-------- TEXT SHOWN --------

Acquisition Fees - % of deal price just for doing deal Asset Mngt Fees - % of AUM for managing year to year Debt Placement Fees - % of debt placed on deal (in addition to 3rd party fees) Prop Management Fees - Not for doing PM, but like hiring the PM, not joking (this is isnt that common) Exit Fees - % of sale price on dispo (not related to promotes or co-invest)

These fees tend to rake off the top, before prefs, co-invests, and promotes. This is where the crazy stuff happens. To note, sophisticated institutional investors will not tolerate much of this, but syndications with smaller investors see these often. Add to it that some sponsors also provide third party services (like brokerage, PM, etc.) to the deal. It's like double or triple dipping!

 

This. For smaller developers, a lot of them are just raising through a bunch of local wealthy individuals, $50k-$100k here, $50-$100k there, the occasional $1-2M, who want to diversify their portfolio to have some money in real estate and aren't seeking huge outsized returns (or aren't sophisticated enough to know any better). This allows them to sneak in extremely favorable terms in terms of capital commitment, promote, and fees.

But yeah, if we're talking about GPs using institutional money, you'll see a lot less of that. Asset management fees and project management fees are still very typical, as well as property management if that is part of the GPs vertical, but acquisition, debt placement and exit fees are much less common.

 
"CREnadian" This. For smaller developers, a lot of them are just raising through a bunch of local wealthy individuals, $50k-$100k here, $50-$100k there, the occasional $1-2M, who want to diversify their portfolio to have some money in real estate and aren't seeking huge outsized returns (or aren't sophisticated enough to know any better). This allows them to sneak in extremely favorable terms in terms of capital commitment, promote, and fees.

My company does this, although we don't gouge our LPs with fees. The big advantage of this approach is that none of the LPs have enough invested to get major decision rights, so the GP controls every aspect of the deal.

-------- ENTRIES --------

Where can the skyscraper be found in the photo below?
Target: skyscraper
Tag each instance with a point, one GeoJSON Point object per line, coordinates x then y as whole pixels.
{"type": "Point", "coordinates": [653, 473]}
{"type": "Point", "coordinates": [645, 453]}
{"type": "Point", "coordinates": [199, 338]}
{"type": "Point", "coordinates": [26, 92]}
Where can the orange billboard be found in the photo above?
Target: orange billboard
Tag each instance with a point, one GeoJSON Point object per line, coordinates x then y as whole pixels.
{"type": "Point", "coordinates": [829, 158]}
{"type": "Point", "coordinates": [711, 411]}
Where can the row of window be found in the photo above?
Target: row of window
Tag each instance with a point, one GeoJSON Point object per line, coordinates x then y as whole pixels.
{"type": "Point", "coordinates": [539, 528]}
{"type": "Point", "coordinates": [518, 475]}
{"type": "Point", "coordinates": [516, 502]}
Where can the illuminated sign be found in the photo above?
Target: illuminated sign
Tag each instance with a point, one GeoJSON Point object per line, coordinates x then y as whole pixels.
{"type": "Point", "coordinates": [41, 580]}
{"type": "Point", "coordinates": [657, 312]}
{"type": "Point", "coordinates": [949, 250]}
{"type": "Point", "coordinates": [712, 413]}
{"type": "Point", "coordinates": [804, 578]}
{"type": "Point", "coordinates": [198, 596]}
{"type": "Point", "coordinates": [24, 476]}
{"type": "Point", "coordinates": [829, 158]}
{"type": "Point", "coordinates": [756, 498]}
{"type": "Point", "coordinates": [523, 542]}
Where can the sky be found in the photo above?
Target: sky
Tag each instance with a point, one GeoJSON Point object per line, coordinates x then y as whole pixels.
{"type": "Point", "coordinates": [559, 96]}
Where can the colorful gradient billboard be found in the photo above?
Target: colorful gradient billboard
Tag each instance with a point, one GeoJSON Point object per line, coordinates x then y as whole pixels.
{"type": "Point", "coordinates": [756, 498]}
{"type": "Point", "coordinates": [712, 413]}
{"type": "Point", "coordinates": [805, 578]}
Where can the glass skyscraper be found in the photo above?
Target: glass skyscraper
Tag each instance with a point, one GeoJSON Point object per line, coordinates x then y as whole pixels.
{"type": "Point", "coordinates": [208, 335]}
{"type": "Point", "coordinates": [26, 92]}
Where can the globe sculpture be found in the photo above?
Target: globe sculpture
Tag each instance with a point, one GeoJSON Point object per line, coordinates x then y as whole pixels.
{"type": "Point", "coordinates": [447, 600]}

--------

• _WRITTEN REQUEST A_: In the fee discussion, which fees are said to be much less common when GPs use institutional money?
• _WRITTEN REQUEST B_: Reproduce the passage of the fee discussion from "These fees tend" to "or triple dipping!", word for word.

• _PROBLEM SOLUTION A_: Acquisition, debt placement and exit fees.

• _PROBLEM SOLUTION B_:
These fees tend to rake off the top, before prefs, co-invests, and promotes. This is where the crazy stuff happens. To note, sophisticated institutional investors will not tolerate much of this, but syndications with smaller investors see these often. Add to it that some sponsors also provide third party services (like brokerage, PM, etc.) to the deal. It's like double or triple dipping!